[Excerpted passage]
---------------

Friday, January 28, 2011

Free Book Friday

Our Pod Peep Free Book Friday this month is: The Metal Girl
Author: Judy Sandra
Genre: Women’s Fiction/Psychological

Book Description: During the dreary month of March in Copenhagen in the early 1970s, a 25‑year‑old American woman travels on a solitary quest to become, in her mind, a "woman‑of‑the‑world." In fact, she is lost, adrift, dislocated, not only from familiar surroundings but from her innermost being: "It was the era of rising feminist consciousness, but my mind had not yet caught up to my age and my consciousness was not the part of me that was rising up that winter."

Enter to Win by commenting on this post by Midnight January 30, 2011. A Winner will be announced on Monday January 31st.

Good Luck and Happy Reading.

My Review, April 2010: As the story begins we find our protagonist living in a cheap hotel located in Copenhagen’s red light district. The hotel is run by an odd old couple named the Blumendhals. However, not too far into the story, the Blumendhals disappear never to be heard from again and we find the new hotel management, much to our protagonist’s displeasure, are completely the opposite of the comforting grandparents she was used to. It’s not a pleasant interaction when our protagonist finds herself confronted with Elke, a stereotypical Scandinavian blond bombshell, and, who we assume is her German Tank of a husband, Manfred.

---------------

[Set of tasks]
#1 Condense the paragraph of the giveaway post that begins "My Review, April 2010" into a short bulleted list that keeps its main facts.
#2 Carry the giveaway post forward from the end of its review by writing the next paragraph.
The entries after this come from a separate source.

---------------

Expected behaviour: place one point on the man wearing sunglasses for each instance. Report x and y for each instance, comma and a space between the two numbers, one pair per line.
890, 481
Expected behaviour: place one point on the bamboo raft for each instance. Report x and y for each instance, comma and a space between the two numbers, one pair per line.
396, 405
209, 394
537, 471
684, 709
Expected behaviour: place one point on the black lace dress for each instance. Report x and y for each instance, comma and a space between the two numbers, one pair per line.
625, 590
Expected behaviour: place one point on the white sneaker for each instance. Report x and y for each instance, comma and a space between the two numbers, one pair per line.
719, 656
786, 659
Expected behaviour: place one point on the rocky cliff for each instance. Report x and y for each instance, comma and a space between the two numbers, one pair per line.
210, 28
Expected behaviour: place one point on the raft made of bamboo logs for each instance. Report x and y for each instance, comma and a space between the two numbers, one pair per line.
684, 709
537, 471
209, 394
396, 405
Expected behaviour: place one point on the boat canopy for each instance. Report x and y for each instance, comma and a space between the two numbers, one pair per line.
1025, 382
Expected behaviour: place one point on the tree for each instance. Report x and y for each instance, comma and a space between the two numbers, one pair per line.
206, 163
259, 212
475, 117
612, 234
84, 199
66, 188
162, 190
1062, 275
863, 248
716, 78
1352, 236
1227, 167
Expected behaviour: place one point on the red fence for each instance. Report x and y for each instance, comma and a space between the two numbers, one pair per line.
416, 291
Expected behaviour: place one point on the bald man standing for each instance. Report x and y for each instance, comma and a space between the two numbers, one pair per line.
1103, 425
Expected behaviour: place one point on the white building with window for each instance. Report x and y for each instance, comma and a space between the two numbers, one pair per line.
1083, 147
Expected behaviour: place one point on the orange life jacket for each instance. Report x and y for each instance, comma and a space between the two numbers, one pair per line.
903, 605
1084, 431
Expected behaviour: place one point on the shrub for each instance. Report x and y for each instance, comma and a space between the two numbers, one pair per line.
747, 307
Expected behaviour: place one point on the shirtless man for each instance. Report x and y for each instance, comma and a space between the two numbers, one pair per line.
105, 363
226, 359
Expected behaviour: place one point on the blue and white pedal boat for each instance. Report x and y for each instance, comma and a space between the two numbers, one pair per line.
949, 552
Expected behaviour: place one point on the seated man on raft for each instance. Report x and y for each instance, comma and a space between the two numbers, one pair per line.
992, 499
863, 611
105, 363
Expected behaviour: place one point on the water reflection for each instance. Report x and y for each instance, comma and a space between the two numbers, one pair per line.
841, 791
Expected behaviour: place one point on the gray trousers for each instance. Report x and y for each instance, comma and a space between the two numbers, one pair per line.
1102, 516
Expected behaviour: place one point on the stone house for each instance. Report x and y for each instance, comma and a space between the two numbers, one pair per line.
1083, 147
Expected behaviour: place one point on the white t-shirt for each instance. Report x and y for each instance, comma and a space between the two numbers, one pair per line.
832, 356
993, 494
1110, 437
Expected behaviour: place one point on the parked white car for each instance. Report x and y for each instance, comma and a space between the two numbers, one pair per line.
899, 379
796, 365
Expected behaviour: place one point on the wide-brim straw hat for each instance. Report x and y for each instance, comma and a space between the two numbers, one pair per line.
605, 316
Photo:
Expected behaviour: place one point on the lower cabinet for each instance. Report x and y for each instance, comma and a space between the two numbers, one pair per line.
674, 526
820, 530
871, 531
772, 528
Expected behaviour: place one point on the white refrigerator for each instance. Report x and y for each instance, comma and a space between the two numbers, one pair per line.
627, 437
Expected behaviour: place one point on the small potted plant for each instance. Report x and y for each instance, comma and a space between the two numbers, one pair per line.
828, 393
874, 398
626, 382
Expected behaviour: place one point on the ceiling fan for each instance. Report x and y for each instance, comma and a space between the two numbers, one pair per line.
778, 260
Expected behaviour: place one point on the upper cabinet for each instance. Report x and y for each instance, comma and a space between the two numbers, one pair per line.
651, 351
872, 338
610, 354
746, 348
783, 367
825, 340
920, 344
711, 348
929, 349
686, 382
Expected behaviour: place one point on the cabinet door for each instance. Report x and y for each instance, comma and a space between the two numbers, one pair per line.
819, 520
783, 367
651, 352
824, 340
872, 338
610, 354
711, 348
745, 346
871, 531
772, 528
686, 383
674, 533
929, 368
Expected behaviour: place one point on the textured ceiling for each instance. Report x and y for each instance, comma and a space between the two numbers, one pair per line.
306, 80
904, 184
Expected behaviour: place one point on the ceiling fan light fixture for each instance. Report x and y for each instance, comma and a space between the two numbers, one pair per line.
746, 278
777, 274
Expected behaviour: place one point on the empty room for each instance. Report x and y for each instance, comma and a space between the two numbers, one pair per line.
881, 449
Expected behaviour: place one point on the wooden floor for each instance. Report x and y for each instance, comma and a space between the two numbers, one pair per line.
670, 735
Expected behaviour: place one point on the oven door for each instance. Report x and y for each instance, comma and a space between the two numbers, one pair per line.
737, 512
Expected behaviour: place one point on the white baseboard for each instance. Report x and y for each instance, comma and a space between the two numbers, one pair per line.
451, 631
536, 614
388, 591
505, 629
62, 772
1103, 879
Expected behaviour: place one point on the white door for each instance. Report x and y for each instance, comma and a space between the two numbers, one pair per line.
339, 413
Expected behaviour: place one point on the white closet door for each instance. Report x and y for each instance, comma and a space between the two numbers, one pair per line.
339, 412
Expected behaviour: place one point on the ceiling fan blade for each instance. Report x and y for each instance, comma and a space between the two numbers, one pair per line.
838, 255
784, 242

---------------

[Responses]
#1
- The protagonist lives in a cheap hotel in Copenhagen's red light district.
- An odd old couple, the Blumendhals, run the hotel.
- Early in the story, the Blumendhals disappear and are never heard from again.
- To her displeasure, the new management is completely unlike the comforting grandparents she was used to.
- She has an unpleasant confrontation with Elke, a stereotypical Scandinavian blond bombshell, and Manfred, presumably Elke's husband, a "German Tank."

#2
Now one might think it odd that our young woman, who is obviously at a crossroads in her life, would choose to go to Denmark in the winter, but I found the location rather fitting for someone who was obviously suffering from depression, and anyone who has suffered from even mild depression understands that loneliness is cold, silent, sitting on a rock in the middle of nowhere looking out at nothing through the grey, much like the Little Mermaid statue that resides in the Copenhagen harbour at Langelinie, and is pretty much the only thing our protagonist manages to truly connect with, understandably. Touching the statue is only one of a litany of mundane adventures our displaced American has in this strange land, and while she professes to want to be “a woman of the world” all she really wants to be is a woman other than the one she is, so much so, she either deifies or vilifies every single woman she meets in an effort to recreate herself somewhere in the middle, somewhere acceptable.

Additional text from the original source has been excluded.